MATERIALS PROVIDED »
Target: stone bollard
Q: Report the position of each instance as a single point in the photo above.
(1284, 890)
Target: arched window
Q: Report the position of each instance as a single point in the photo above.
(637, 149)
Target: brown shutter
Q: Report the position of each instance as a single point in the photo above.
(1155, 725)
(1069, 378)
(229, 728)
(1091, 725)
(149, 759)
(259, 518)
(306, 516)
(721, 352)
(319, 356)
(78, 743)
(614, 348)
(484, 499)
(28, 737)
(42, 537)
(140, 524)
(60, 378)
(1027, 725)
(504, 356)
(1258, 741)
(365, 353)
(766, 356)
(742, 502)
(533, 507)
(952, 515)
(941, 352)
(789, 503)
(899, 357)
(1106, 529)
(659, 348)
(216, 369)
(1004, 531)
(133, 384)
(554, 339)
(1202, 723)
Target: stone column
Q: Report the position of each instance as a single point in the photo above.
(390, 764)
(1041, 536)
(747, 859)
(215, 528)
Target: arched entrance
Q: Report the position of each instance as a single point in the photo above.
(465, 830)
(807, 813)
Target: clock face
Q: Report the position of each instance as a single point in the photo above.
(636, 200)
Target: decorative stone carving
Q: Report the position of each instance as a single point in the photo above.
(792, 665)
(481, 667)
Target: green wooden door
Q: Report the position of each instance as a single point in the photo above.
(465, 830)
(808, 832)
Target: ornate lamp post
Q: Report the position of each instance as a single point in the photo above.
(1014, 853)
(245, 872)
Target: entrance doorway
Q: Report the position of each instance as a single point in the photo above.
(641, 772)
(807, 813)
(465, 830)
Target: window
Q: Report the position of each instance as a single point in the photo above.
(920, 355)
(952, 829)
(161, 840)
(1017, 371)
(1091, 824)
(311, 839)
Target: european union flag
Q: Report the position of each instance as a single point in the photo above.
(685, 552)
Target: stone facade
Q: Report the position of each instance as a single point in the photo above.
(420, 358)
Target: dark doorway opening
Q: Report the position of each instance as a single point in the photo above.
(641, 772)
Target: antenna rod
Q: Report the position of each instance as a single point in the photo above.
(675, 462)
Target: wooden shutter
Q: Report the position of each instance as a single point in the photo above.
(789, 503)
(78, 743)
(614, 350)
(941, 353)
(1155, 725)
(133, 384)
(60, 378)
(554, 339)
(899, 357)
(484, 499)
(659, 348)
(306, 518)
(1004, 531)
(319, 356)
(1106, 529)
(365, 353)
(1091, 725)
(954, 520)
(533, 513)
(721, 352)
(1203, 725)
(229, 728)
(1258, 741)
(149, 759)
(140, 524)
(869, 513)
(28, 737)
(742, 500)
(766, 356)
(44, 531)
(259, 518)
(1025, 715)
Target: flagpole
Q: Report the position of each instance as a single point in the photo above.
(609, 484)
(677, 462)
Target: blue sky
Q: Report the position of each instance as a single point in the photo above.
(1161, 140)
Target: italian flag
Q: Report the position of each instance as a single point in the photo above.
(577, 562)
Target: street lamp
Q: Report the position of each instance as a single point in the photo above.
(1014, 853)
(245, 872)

EXERCISE »
Write out every line of the preceding listing that contains "entrance".

SOLUTION FOR THIS TASK »
Target: arched entrance
Target: entrance doorway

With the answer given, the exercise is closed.